* _指示_: 下にある、バスの運転手さんとの会話を書いたブログ記事を、最後の文のあとから書き足してください。

* _掲載文_:
****

TINKERBELL BLOG

茨城県取手市「美容室アトリエティンカーベル」ティンカーベルのスタッフを身近に感じていただければ嬉しいです

関東ふれあいの道 栃木2-3-4 その4

2019年09月28日 | Weblog
発光路(ほっこうじ)集落を越えてさらに下のバス停に向かった僕。
腰掛けられるちょうど良い待合所があるバス停で、午後は1本しかない鹿沼駅行きのバスを待つことにしました。

蚊に刺されたりしながら帰る支度を整えます。
あたりはもう真っ暗。
18時少し前にやっとバスが来ました。

運転手さん『はーい、お待たせしましたー。やっぱり乗りましたね。こんなところ歩いてずっと行けるわけないからね。たぶん乗るんじゃないかなーって思ってましたよ』
僕『ははは、すれ違ったときですね? 僕もそう思われてんるじゃないかなーって思ってましたよ。最初からそのつもりでした。よろしくお願いします』

気さくに話かけてくれた運転手さん、いい感じ〜。
車内の乗客は僕一人です。

運『発車しまーす。どこから来たのかな?』
僕『えーっと、わたらせ渓谷鐵道の通洞駅からです。桐生駅に車停めたので』
運『じゃ桐生までもどるんだ』
僕『そうです。1時間半ぐらいかかります』
運『鹿沼駅まで行った方がいいのかな?』
僕『新鹿沼と思っていたんですけど、もう一度調べたら樅山駅の方が接続がいいんですよ』
運『そうなんだ』

僕『ところでバスは午後この1本しかないのですよね。』
運『そう、だからよそ者のような人間が歩いていると気になっちゃうんだよね』
僕『あ、帰れなくなっちゃうからですね?』
運『いつだったかすごく寒い日に夫婦で歩いている人がいて、バスの扉を開けてどこ行くか尋ねたんだよ』
僕『ふむふむ』
運『そしたら雪で車がはまって、諦めて車を置いてきたって言うじゃない。登って行けばどこか宿あるだろうと思って歩いて来たそうで、お金持ってるか聞くと8,000円持ってるっていうんだ』

僕『8,000円じゃ2人泊まるのは難しいですよね』

****

* _渡された項目_:
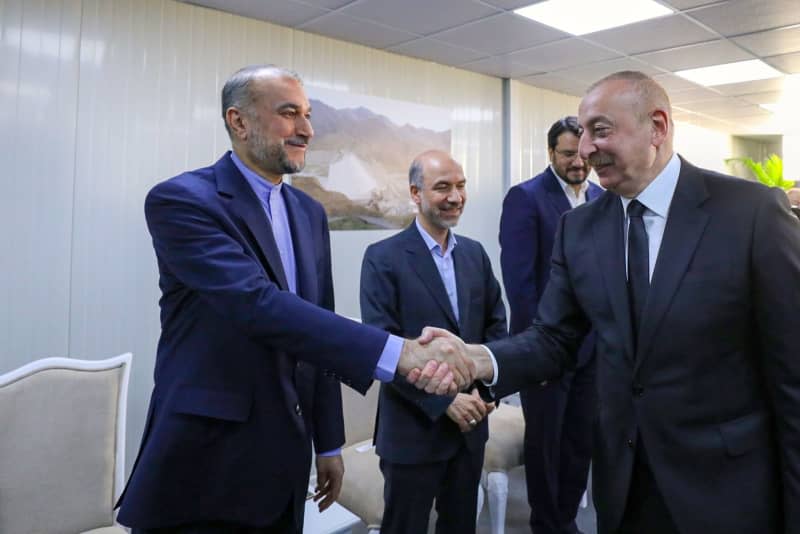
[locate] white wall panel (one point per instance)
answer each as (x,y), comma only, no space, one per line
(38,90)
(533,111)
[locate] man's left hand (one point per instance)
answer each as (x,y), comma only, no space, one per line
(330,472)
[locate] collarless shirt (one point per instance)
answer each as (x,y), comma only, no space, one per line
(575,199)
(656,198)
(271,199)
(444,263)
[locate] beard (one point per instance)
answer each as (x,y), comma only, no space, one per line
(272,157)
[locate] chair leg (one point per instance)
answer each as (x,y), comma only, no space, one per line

****

* _出力_:
運『悪いこと言わねぇから、1度家に戻って明日出直しなと言って乗せたんだよ。このまま終点まで行って折り返すから駅まで乗って、家に帰るだけなら金も足りるだろうしな』
僕『もしそれが回送のバスだったら乗せられるんですか?』
運『難しい問題だな。だけど放っておいたら死んでしまうし、会社に連絡して乗せることになると思うよ。だけどな、そうやって助けてやっても礼の一つも言わない大人が多いんだよ』
僕『はあー、がっかりですね』

運『ほら、ここ小学校があるだろ? 毎朝ここまで子供たちを乗せるんだ。挨拶出来ない子供もいてな、その親も「お願いします」も言わねえもんな』
僕『大人が悪いですね。そしてそれは子供に連鎖してしまう』
運『まったくだ。』

運『このバスはよ、カメラが5台付いてるんだ。会話も録音してるんだ』
僕『最近はセキュリティ一もちゃんとしていますね。こんな話も録音されてしまってマズくないんですか?』
運『ははは、大丈夫だよ』

そんな話をしながらバスは樅山駅に到着しました。
樅山駅は無人駅です。
10分ほどで電車が入ってきました。

「山の〇ドライブイン」の旦那さんから樅山駅のことを聞かなかったら、そのまま新鹿沼駅まで行ってしまうところでした。

こうして、今回は次々と出会いがあり刺激的な旅となりました。
皆さんお世話になりました。


おしまい。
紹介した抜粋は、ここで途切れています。